-- EXCERPT follows --

Transitional housing builds upon the resources and assistance the school already provides students and families, including legal help, clothing, food and medical care.

James told USA Today in a statement his organization’s work was initially focused on helping children in his hometown “earn an education.”

“But we’ve found that it is impossible to help them learn if they are struggling to survive, if they are hungry, if they have no heat in the freezing winter, if they live in fear for their safety,” he continued. 

According to the publication, James and Graduate Hotels have already purchased a building in Akron that will serve as a place of transitional housing for students in need as well as their families.

James told the paper that he wants the building, which will be called the “I Promise Village,” to be “their home where they feel safe, supported, and loved, knowing we are right there with them every step of the way as they get back on their feet.” 

The move is personal for James, who reportedly missed several months of school in the fourth grade due to his family’s housing situation at the time.

-- EXCERPT concluded --
-- PROVIDED DATA follows --

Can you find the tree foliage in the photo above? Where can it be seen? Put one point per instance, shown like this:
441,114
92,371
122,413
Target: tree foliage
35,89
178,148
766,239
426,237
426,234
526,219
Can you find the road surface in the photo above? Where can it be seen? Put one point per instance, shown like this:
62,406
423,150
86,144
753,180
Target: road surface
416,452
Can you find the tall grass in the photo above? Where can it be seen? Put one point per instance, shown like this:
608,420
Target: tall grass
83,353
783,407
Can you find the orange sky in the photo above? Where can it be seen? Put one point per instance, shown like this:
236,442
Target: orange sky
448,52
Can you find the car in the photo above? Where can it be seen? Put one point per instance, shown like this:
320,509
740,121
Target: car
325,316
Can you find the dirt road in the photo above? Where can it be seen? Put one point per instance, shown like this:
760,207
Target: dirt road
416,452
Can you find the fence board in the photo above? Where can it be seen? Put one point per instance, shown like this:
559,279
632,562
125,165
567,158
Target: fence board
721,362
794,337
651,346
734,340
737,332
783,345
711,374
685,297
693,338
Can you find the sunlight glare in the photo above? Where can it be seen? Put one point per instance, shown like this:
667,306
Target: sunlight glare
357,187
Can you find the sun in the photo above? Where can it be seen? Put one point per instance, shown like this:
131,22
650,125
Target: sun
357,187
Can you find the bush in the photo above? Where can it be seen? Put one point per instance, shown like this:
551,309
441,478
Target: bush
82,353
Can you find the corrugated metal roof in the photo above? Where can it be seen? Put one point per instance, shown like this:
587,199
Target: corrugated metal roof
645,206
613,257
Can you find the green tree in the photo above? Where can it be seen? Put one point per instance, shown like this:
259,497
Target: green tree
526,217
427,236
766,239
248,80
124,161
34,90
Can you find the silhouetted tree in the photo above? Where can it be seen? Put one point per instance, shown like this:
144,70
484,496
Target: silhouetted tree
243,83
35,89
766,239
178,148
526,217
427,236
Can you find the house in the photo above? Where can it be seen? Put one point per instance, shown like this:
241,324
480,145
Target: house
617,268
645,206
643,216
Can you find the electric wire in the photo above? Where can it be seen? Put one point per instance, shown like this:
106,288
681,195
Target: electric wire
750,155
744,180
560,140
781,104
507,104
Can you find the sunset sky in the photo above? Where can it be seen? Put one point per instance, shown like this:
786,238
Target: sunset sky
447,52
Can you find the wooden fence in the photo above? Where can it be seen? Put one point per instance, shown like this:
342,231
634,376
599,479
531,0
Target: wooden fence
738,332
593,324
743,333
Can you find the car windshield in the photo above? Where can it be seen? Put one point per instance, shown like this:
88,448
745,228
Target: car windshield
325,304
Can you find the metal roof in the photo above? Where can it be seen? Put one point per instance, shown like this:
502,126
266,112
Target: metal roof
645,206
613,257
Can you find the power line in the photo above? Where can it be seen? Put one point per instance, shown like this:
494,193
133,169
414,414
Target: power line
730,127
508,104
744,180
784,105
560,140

-- PROVIDED DATA concluded --

INSTRUCTIONS FOR THE TASK: Reproduce the stretch of the transitional housing excerpt from "According to the" through "at the time.". The records are separate from the text and do not relate to it.

EXERCISE ANSWER:
According to the publication, James and Graduate Hotels have already purchased a building in Akron that will serve as a place of transitional housing for students in need as well as their families.

James told the paper that he wants the building, which will be called the “I Promise Village,” to be “their home where they feel safe, supported, and loved, knowing we are right there with them every step of the way as they get back on their feet.” 

The move is personal for James, who reportedly missed several months of school in the fourth grade due to his family’s housing situation at the time.